Record set =>
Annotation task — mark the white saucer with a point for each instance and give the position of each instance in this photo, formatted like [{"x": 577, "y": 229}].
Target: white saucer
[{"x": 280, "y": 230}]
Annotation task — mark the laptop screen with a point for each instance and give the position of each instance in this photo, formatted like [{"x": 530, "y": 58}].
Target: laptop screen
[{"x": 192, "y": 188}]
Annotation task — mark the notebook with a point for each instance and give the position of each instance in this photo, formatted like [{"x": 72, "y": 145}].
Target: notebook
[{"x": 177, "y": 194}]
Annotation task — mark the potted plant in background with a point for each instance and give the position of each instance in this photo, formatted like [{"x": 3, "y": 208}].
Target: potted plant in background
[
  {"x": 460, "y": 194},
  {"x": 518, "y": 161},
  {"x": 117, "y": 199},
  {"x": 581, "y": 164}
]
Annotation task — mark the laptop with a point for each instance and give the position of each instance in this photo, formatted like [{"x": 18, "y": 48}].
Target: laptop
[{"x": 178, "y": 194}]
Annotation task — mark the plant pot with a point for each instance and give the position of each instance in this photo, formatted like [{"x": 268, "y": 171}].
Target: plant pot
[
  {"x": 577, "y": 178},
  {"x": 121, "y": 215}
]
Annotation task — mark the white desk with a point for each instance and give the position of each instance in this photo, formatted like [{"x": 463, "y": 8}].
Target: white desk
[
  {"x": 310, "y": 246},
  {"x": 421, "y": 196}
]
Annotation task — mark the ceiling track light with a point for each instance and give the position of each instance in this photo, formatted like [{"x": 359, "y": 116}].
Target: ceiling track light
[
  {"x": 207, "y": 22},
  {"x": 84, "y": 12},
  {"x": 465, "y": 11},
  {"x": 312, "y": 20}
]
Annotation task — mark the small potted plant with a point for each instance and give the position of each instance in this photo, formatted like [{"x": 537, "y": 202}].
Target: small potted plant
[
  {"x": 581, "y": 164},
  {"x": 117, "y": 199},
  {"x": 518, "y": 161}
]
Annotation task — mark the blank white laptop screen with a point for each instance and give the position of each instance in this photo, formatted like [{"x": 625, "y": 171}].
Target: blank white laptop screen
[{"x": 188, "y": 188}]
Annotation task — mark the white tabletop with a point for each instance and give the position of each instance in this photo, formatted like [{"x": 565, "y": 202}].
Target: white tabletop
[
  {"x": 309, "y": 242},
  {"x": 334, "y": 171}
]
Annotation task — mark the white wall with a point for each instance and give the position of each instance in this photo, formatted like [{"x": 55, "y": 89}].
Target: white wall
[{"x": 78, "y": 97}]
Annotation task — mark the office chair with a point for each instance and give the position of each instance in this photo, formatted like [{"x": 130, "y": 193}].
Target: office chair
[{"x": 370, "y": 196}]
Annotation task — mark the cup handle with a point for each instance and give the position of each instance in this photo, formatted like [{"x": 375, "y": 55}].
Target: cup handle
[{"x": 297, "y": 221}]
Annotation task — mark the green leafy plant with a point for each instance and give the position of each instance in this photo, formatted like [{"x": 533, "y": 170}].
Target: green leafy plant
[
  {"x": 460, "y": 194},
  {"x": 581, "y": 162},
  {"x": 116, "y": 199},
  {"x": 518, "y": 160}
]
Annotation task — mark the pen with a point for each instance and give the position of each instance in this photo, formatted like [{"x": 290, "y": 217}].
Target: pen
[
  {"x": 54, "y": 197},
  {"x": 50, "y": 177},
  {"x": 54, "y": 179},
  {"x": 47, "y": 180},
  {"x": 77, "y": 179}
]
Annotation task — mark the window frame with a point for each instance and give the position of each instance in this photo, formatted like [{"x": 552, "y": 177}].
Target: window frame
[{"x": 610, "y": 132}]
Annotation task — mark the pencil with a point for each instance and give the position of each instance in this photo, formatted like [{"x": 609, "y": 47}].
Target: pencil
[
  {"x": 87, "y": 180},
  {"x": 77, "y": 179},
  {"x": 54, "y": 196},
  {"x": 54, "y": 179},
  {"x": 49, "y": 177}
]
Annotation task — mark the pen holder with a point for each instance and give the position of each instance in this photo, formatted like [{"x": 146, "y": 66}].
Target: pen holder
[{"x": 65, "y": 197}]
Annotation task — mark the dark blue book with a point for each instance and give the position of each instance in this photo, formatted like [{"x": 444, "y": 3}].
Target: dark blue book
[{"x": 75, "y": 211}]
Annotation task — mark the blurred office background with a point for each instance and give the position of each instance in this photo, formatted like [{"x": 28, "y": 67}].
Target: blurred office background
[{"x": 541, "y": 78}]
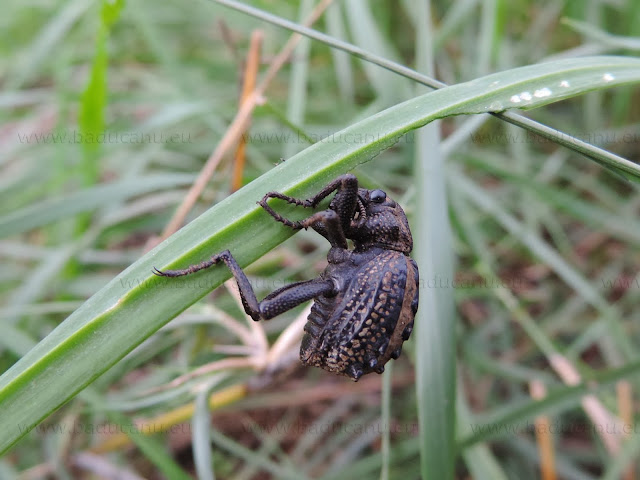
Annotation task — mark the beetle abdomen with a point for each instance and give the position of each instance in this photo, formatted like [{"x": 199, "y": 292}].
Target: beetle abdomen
[{"x": 360, "y": 329}]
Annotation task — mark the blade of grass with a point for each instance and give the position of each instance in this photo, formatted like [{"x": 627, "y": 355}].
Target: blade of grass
[
  {"x": 101, "y": 332},
  {"x": 599, "y": 155},
  {"x": 152, "y": 449},
  {"x": 55, "y": 209},
  {"x": 435, "y": 320},
  {"x": 515, "y": 416}
]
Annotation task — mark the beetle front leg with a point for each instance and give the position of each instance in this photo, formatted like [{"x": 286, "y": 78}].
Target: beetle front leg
[
  {"x": 274, "y": 304},
  {"x": 247, "y": 295},
  {"x": 344, "y": 203}
]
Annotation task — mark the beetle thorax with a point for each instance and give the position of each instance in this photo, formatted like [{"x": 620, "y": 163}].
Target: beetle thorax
[{"x": 382, "y": 223}]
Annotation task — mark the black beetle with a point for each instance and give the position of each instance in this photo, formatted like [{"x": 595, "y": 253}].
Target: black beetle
[{"x": 367, "y": 297}]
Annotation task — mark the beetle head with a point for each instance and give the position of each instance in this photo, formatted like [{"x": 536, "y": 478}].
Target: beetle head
[{"x": 380, "y": 221}]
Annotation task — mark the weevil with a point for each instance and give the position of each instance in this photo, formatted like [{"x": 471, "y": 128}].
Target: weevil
[{"x": 366, "y": 299}]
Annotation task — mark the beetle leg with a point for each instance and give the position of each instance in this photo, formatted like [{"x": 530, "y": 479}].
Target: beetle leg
[
  {"x": 274, "y": 304},
  {"x": 290, "y": 296},
  {"x": 327, "y": 224},
  {"x": 247, "y": 295},
  {"x": 344, "y": 203}
]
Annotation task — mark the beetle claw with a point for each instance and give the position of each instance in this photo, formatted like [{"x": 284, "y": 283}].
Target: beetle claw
[{"x": 355, "y": 371}]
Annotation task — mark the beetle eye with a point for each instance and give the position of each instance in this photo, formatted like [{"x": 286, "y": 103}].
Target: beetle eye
[{"x": 377, "y": 196}]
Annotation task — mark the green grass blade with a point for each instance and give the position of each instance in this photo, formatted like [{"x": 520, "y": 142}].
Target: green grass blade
[
  {"x": 152, "y": 449},
  {"x": 435, "y": 321},
  {"x": 135, "y": 303},
  {"x": 48, "y": 211},
  {"x": 605, "y": 158}
]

Stated goal => Render every line of the material above as a numbered list, omitting blank lines and leaving the pictures out.

The output =>
1. Annotation task — mark the white saucer with a point for each instance and give the position of each instance in this photo, formatted like [{"x": 577, "y": 229}].
2. Target: white saucer
3. [{"x": 280, "y": 230}]
4. Annotation task — mark the laptop screen with a point for each instance and give the position of each instance in this photo, formatted like [{"x": 530, "y": 58}].
5. Target: laptop screen
6. [{"x": 192, "y": 188}]
7. Annotation task — mark the notebook with a point for each instance and give the position of each instance in this photo, formatted like [{"x": 72, "y": 145}].
8. Target: notebook
9. [{"x": 177, "y": 194}]
10. Annotation task — mark the potted plant in background with a point for each instance and give the position of each instance in this photo, formatted like [{"x": 3, "y": 208}].
11. Target: potted plant in background
12. [
13.   {"x": 460, "y": 194},
14.   {"x": 518, "y": 161},
15.   {"x": 117, "y": 199},
16.   {"x": 581, "y": 164}
17. ]
18. Annotation task — mark the laptop with a point for each instance and give the position of each instance in this photo, formatted like [{"x": 18, "y": 48}].
19. Target: laptop
20. [{"x": 178, "y": 194}]
21. Annotation task — mark the plant pot with a point for each instance and give the position of each instance in this photo, formatted like [{"x": 268, "y": 171}].
22. Target: plant pot
23. [
24.   {"x": 577, "y": 178},
25.   {"x": 121, "y": 215}
26. ]
27. Annotation task — mark the white desk with a point for each instance and give the position of each instance in this photo, formatted like [{"x": 463, "y": 8}].
28. Target: white desk
29. [
30.   {"x": 310, "y": 246},
31.   {"x": 421, "y": 196}
32. ]
33. Annotation task — mark the ceiling track light with a point for each instance and give the position of each instance in this photo, formatted like [{"x": 359, "y": 116}].
34. Target: ceiling track light
35. [
36.   {"x": 207, "y": 22},
37.   {"x": 84, "y": 12},
38.   {"x": 465, "y": 11},
39.   {"x": 312, "y": 20}
40. ]
41. Annotation task — mark the small potted plant with a point for each instance and give the position of each instance in this photo, formatted like [{"x": 537, "y": 202}].
42. Target: small potted plant
43. [
44.   {"x": 581, "y": 164},
45.   {"x": 117, "y": 199},
46.   {"x": 518, "y": 161}
47. ]
48. Annotation task — mark the blank white laptop screen with a point for each instance and give the position of each instance in this photo, formatted like [{"x": 625, "y": 171}].
49. Target: blank white laptop screen
50. [{"x": 188, "y": 188}]
51. Annotation task — mark the white tabletop with a point for each instance and give the position of each instance in this photo, formatted like [{"x": 565, "y": 202}].
52. Target: white tabletop
53. [
54.   {"x": 309, "y": 242},
55.   {"x": 334, "y": 171}
56. ]
57. Annotation task — mark the white wall with a point for each instance and give the position of each instance in this photo, formatted like [{"x": 55, "y": 89}].
58. Target: white wall
59. [{"x": 78, "y": 97}]
60. Annotation task — mark the office chair with a point for each instance and give the position of each instance in this photo, formatted like [{"x": 130, "y": 193}].
61. Target: office chair
62. [{"x": 370, "y": 196}]
63. Annotation task — mark the cup handle with a point for each instance and give the position of each instance in this photo, formatted like [{"x": 375, "y": 55}].
64. Target: cup handle
65. [{"x": 297, "y": 221}]
66. Annotation task — mark the green leafy plant with a point for each instance and give the position of each instance in this photo, formatted like [{"x": 533, "y": 170}].
67. Target: green leafy plant
68. [
69.   {"x": 460, "y": 194},
70.   {"x": 581, "y": 162},
71.   {"x": 116, "y": 199},
72.   {"x": 518, "y": 160}
73. ]
74. Annotation task — mark the pen with a point for each instance and give the position of each instance in this photo, formatted like [{"x": 290, "y": 217}].
75. Target: pen
76. [
77.   {"x": 54, "y": 197},
78.   {"x": 50, "y": 177},
79.   {"x": 54, "y": 179},
80.   {"x": 47, "y": 180},
81.   {"x": 77, "y": 179}
82. ]
83. Annotation task — mark the window frame with a point for each instance and give the position of each instance in this photo, formatted like [{"x": 552, "y": 177}].
84. Target: window frame
85. [{"x": 610, "y": 132}]
86. Annotation task — mark the pencil with a point for each instance and give the position of each instance in this photo, formatted like [{"x": 609, "y": 47}].
87. Target: pencil
88. [
89.   {"x": 87, "y": 180},
90.   {"x": 77, "y": 179},
91.   {"x": 54, "y": 196},
92.   {"x": 54, "y": 179},
93.   {"x": 49, "y": 177}
94. ]
95. Annotation task — mark the pen holder with a point for each instance and give the position of each instance in this photo, formatted like [{"x": 146, "y": 66}].
96. Target: pen holder
97. [{"x": 65, "y": 197}]
98. Annotation task — mark the dark blue book with a point for each instance and give the position of each instance in this photo, formatted like [{"x": 444, "y": 3}].
99. Target: dark blue book
100. [{"x": 75, "y": 211}]
101. Annotation task — mark the blurred office background with a point for each instance and give the position of each instance in this photo, formatted like [{"x": 28, "y": 67}].
102. Target: blurred office background
103. [{"x": 541, "y": 78}]
104. Annotation task — mark the beetle abdomen with a point for each instance and give the position of each instance in this photo, formatted like [{"x": 199, "y": 292}].
105. Target: beetle abdomen
106. [{"x": 360, "y": 329}]
107. Annotation task — mark the blade of grass with a point for each instance and give the position of each instance in this photo, formatted like [{"x": 627, "y": 355}].
108. Target: blade of grass
109. [
110.   {"x": 101, "y": 332},
111.   {"x": 599, "y": 155},
112.   {"x": 152, "y": 449},
113.   {"x": 55, "y": 209},
114.   {"x": 435, "y": 320},
115.   {"x": 515, "y": 416}
116. ]
117. Annotation task — mark the beetle front leg with a point for each instance and give the position of each instance in this photo, formatted like [{"x": 286, "y": 78}].
118. Target: beetle front leg
119. [
120.   {"x": 274, "y": 304},
121.   {"x": 247, "y": 295},
122.   {"x": 344, "y": 203}
123. ]
124. Annotation task — mark the beetle thorax with a point for each instance and give the position of each instance in this photo, formatted like [{"x": 620, "y": 163}].
125. Target: beetle thorax
126. [{"x": 382, "y": 223}]
127. Annotation task — mark the black beetle with a point for each instance and give the position of each instance in this photo, formatted like [{"x": 595, "y": 253}].
128. Target: black beetle
129. [{"x": 367, "y": 297}]
130. Annotation task — mark the beetle head with a point for each instance and give the position of each instance in this photo, formatted like [{"x": 536, "y": 478}].
131. Target: beetle head
132. [{"x": 380, "y": 221}]
133. Annotation task — mark the weevil with a point for each instance and give the position of each instance in this photo, formatted like [{"x": 471, "y": 128}].
134. Target: weevil
135. [{"x": 366, "y": 299}]
136. Annotation task — mark the beetle leg with a point for each instance and give the position of each instance in this photo, formatted like [{"x": 530, "y": 479}].
137. Target: beetle leg
138. [
139.   {"x": 274, "y": 304},
140.   {"x": 290, "y": 296},
141.   {"x": 327, "y": 224},
142.   {"x": 247, "y": 295},
143.   {"x": 344, "y": 203}
144. ]
145. Annotation task — mark the beetle claw with a point for each instance and give the position of each instance in this photo, formatted like [{"x": 284, "y": 283}].
146. Target: beetle claw
147. [{"x": 355, "y": 371}]
148. Annotation task — mark the beetle eye with a point for each instance and give the position of each instance in this photo, formatted like [{"x": 286, "y": 103}].
149. Target: beetle eye
150. [{"x": 377, "y": 196}]
151. Annotation task — mark the green grass blade with a point for each instance and give the position of each instance in this photo, formatted like [{"x": 520, "y": 142}].
152. Target: green grass blade
153. [
154.   {"x": 152, "y": 449},
155.   {"x": 435, "y": 321},
156.   {"x": 135, "y": 303},
157.   {"x": 48, "y": 211},
158.   {"x": 605, "y": 158}
159. ]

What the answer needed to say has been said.